[What you should do] Transcribe the lines of the records starting with the one that has "9. In the image shown above, what region does the apartment" in it and ending with the last, and transcribe nothing else.

(Referring expression grounding data)
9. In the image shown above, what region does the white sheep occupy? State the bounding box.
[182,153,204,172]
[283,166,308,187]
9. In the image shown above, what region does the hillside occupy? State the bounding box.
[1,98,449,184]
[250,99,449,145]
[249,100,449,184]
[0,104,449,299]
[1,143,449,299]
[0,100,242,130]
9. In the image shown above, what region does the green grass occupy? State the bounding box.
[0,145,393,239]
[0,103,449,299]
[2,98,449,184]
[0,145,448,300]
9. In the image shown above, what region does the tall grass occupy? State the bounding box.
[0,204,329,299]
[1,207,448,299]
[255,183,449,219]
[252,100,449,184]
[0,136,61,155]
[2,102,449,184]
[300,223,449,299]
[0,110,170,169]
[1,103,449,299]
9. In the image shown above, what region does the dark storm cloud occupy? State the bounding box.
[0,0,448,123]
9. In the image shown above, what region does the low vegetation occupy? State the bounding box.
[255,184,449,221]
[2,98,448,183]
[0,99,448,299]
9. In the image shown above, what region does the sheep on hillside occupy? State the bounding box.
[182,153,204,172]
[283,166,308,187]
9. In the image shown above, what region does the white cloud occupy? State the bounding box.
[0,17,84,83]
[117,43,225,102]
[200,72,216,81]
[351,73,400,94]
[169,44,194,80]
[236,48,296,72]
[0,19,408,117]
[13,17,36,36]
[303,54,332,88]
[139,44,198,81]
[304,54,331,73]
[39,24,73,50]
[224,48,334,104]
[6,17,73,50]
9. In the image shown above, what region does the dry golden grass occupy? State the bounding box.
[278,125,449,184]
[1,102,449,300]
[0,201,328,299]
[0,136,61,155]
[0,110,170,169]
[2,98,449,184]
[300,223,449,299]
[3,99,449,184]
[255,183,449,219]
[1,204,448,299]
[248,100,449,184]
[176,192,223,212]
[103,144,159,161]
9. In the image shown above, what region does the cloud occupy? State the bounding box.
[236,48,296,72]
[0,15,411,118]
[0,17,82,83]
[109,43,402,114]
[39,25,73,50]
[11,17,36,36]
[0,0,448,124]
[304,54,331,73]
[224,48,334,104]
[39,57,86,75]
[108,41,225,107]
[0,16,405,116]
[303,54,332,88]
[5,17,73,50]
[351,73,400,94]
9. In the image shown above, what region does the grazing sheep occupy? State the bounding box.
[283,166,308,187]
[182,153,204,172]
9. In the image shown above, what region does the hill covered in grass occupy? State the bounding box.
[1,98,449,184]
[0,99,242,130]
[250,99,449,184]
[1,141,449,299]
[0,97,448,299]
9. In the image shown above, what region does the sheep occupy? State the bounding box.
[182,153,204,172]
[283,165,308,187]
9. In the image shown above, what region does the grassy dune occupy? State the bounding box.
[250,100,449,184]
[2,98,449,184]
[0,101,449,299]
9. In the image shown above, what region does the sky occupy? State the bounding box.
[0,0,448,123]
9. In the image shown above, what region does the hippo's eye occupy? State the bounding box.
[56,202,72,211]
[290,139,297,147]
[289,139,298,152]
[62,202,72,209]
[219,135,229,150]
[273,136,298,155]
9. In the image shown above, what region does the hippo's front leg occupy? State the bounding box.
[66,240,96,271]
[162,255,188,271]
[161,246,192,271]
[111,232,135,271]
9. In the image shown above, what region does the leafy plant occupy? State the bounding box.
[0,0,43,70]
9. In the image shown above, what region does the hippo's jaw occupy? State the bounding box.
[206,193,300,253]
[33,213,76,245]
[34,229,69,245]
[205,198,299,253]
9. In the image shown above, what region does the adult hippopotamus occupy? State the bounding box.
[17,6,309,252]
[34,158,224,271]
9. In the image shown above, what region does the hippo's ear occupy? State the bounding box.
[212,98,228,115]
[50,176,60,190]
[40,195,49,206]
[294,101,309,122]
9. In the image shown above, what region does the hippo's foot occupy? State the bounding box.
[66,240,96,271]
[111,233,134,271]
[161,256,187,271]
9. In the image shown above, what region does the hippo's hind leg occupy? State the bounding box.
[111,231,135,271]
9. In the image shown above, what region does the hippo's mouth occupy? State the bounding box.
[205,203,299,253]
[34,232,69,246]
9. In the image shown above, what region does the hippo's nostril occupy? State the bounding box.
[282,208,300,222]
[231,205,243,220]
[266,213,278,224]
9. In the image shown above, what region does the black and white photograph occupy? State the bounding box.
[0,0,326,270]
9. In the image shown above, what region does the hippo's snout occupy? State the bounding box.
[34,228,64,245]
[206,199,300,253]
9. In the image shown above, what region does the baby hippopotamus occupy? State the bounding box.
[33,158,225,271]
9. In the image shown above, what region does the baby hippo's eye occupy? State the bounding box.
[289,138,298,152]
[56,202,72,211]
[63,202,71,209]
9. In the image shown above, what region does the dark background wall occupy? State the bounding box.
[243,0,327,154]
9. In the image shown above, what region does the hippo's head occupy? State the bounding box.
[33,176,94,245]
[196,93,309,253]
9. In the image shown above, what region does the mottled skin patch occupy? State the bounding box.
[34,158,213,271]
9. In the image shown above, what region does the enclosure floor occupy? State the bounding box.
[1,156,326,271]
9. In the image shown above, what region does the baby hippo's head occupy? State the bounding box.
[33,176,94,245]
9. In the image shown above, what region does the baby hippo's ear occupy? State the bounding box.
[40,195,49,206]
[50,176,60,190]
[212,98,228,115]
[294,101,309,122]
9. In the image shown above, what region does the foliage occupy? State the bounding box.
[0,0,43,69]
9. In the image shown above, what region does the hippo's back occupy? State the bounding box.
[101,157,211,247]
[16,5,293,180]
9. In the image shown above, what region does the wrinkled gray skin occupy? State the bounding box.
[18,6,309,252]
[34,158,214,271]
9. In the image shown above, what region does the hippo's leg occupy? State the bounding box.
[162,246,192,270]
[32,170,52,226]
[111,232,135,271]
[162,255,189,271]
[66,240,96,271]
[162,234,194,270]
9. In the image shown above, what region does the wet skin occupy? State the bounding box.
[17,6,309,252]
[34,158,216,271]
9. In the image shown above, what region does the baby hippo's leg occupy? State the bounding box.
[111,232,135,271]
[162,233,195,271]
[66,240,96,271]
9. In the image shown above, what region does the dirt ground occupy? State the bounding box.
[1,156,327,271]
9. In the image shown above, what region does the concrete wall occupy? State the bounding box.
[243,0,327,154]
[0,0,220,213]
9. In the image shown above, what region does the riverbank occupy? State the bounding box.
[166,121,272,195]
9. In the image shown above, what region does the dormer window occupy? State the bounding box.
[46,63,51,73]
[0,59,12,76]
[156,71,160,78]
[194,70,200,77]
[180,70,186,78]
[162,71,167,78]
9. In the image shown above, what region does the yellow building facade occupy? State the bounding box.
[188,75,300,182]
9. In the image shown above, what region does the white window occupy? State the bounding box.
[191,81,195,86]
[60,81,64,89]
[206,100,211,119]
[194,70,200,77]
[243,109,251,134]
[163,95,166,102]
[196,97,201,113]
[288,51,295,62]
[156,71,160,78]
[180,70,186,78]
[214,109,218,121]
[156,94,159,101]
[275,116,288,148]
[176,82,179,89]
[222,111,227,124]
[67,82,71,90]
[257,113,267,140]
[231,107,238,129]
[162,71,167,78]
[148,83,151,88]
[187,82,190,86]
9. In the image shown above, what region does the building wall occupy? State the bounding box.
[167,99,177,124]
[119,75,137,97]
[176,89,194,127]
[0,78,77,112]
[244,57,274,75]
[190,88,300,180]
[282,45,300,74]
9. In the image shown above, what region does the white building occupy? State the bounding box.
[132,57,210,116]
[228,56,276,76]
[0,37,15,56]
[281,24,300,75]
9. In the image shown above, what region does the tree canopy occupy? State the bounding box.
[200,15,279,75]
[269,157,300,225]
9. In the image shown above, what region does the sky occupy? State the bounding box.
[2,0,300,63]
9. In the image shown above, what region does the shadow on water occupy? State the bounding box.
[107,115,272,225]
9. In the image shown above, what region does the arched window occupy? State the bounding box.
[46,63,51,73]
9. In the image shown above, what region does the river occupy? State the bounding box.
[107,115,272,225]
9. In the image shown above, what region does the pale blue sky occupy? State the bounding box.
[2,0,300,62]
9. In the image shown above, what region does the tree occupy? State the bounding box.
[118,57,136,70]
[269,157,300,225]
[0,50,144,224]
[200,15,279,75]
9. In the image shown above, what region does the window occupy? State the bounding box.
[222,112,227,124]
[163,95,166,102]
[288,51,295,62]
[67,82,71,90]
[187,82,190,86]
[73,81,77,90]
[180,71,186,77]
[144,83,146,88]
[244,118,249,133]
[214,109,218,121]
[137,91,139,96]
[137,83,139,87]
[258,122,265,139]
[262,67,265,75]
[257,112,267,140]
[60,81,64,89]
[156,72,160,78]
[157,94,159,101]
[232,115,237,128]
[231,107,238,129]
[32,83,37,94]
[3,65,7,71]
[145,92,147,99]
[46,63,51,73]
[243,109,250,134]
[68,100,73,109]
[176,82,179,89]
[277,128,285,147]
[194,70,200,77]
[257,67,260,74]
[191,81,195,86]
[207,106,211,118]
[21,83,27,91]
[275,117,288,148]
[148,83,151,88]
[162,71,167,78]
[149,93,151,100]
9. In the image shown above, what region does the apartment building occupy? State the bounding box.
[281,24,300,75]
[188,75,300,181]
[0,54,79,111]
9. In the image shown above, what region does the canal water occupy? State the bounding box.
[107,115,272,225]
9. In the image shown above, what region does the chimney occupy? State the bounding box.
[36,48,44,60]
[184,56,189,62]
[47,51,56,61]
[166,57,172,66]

[Solution for this problem]
9. In the image shown above, what region does the apartment building occupy? State the bounding box.
[281,24,300,75]
[188,75,300,181]
[0,54,79,111]
9. In the image shown above, what region does the canal water occupy? State the bounding box.
[107,115,272,225]
9. In the image shown above, what region does the chimney occupy? State the bounding box.
[36,48,44,60]
[184,56,189,62]
[47,51,56,61]
[166,57,172,66]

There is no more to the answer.